Supplied passage:
=== Section Start ===

The traditional museum “touch tour” meets baseline accessibility requirements with its controlled access that segregates visitors based on their visual acuity. Alternatively, an inclusive museum practice would incorporate touchable objects into all exhibits creating inclusive experiences for integrated groups of sighted and blind visitors.

Touch in the time of a pandemic

I wrote a draft of this essay before the coronavirus pandemic. Now, touching anything is considered a risky activity fraught with fears of contamination. For example, Drs. Sam Dooley and Tom Frieden advocate: “Avoid touching commonly touched surfaces or objects with your bare hands, do not touch your face without washing your hands first if they might be contaminated, and wash your hands every time you think you might have touched someone or something that might be contaminated.” 

Even the Centers for Disease Control and Prevention is hedging their bets about the possibility of spreading Covid-19 by touching objects. Their Frequently Asked Questions page states, “It may be possible that people can get Covid-19 by touching a surface or object that has the virus on it and then touching their own mouth, nose, or possibly their eyes, but this is not thought to be the main way the virus spreads.”

=== Section End ===

Dataset entries:
=== Section Start ===

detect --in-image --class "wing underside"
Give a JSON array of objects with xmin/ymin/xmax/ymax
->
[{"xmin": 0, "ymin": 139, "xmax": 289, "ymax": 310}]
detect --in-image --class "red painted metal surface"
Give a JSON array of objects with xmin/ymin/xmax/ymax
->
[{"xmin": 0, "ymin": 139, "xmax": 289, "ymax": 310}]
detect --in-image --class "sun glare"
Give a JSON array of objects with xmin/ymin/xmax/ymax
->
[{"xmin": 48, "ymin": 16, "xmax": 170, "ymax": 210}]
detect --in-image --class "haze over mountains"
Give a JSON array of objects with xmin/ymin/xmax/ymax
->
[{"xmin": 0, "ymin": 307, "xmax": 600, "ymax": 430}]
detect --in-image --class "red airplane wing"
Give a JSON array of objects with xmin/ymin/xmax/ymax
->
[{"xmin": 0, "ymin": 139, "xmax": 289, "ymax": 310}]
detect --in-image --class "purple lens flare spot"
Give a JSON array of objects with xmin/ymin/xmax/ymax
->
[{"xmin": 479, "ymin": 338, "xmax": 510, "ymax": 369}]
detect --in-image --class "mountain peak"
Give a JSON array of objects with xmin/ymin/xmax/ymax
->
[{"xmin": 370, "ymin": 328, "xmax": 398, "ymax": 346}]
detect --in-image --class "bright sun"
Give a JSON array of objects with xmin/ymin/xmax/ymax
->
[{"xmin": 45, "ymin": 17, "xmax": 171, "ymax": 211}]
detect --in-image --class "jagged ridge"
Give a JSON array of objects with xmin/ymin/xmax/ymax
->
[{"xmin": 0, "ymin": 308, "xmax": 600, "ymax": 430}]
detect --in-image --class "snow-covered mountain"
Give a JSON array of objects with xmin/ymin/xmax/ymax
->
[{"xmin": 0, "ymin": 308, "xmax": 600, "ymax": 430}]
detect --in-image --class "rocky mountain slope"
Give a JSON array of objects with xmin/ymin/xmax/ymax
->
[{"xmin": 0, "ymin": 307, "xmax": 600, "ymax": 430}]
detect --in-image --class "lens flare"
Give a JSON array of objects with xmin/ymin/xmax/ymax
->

=== Section End ===

Problems to solve:
1. Which two doctors does the essay on touch quote on avoiding commonly touched surfaces?
2. Extend the essay on touch in museums with a few more paragraphs, picking up after its last sentence.
Nothing in the listing is needed here.

Numbered answers:
1. Drs. Sam Dooley and Tom Frieden.

2.
It is not surprising that cultural norms emerging in the Covid-19 era preference information-gathering via the sense of sight instead of the sense of touch because visual examination of objects can occur at a physical distance while tactile exploration requires proximity.

The emerging norms against touching objects are expressed in all aspects of daily life, including museum visits. As of this writing, many museums remain closed, and institutions that are open have restricted public access to hands-on exhibits.

The need to reduce disease transmission is understandable, but some new procedures will disproportionately affect visitors who are blind. For instance, removing hands-on exhibits eliminates the opportunity for blind people to independently explore exhibits. In a touchless museum, our museum experiences would be filtered through the verbal descriptions of sighted companions or museum personnel.

I have had conversations with tactile artists about ways to adapt to new norms in the Covid-19 era. Collectively, we have come up with several solutions that might allow people to safely handle objects in an exhibit: 

– Proper hand hygiene can be encouraged by providing hand sanitizer or wipes in a standard location within the physical exhibit space.

– Disposable gloves may be worn to protect people and objects.

– Materials that are easily clean can be chosen as touchable objects.

– Museum visitors could be provided with tactile handouts that they can touch and then take them when they leave the exhibit.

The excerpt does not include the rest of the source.